* WHAT TO DO *
Please turn the records below into a numbered list, dropping any blank lines and omitting the pictures.

*-*-*

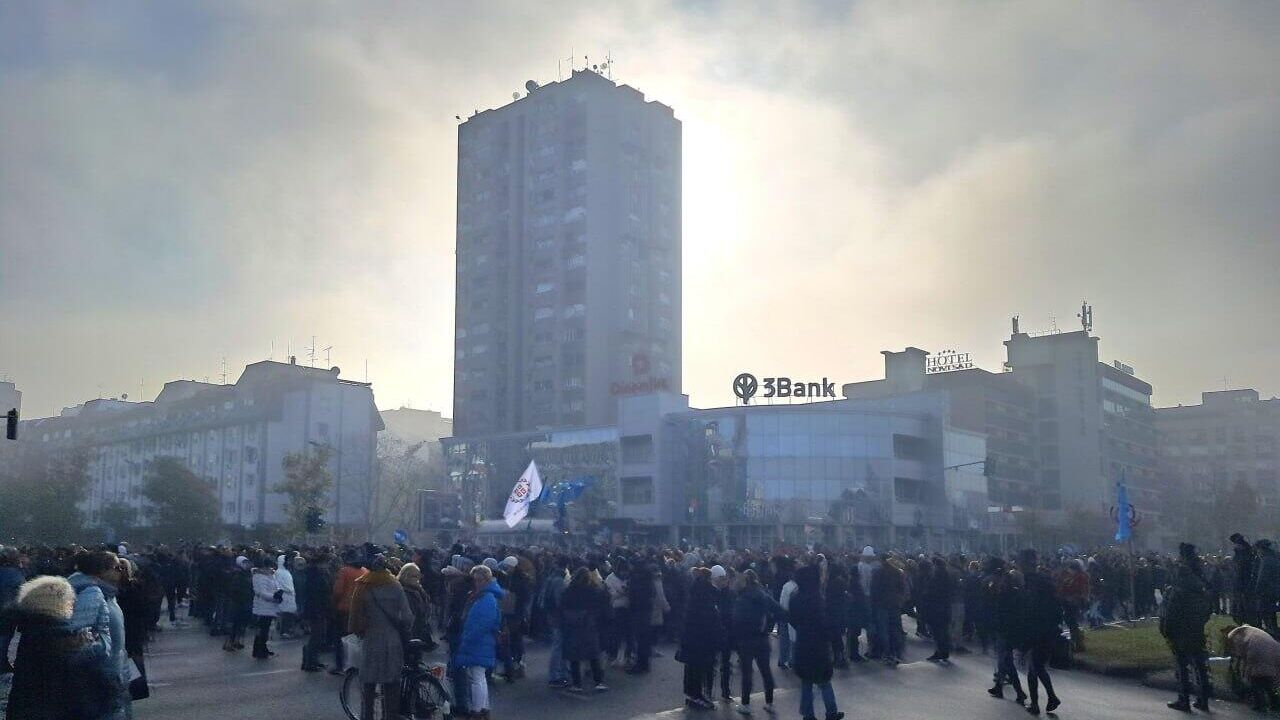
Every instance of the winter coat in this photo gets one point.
(319, 595)
(1185, 611)
(97, 611)
(344, 584)
(478, 643)
(421, 609)
(703, 634)
(264, 593)
(1040, 613)
(812, 650)
(752, 616)
(1257, 651)
(379, 610)
(284, 579)
(888, 588)
(50, 679)
(580, 609)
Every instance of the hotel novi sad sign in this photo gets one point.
(746, 386)
(947, 361)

*-*-*

* CORRECT RESPONSE *
1. Every instance of the winter coat in this photo gets one point.
2. (319, 595)
3. (1185, 611)
4. (97, 611)
5. (344, 584)
6. (478, 643)
7. (421, 609)
8. (703, 634)
9. (264, 593)
10. (1040, 613)
11. (812, 650)
12. (752, 616)
13. (1257, 651)
14. (379, 610)
15. (284, 579)
16. (888, 588)
17. (50, 679)
18. (580, 609)
19. Every instance of the hotel novi sad sign in this photo gets one point.
20. (746, 386)
21. (947, 361)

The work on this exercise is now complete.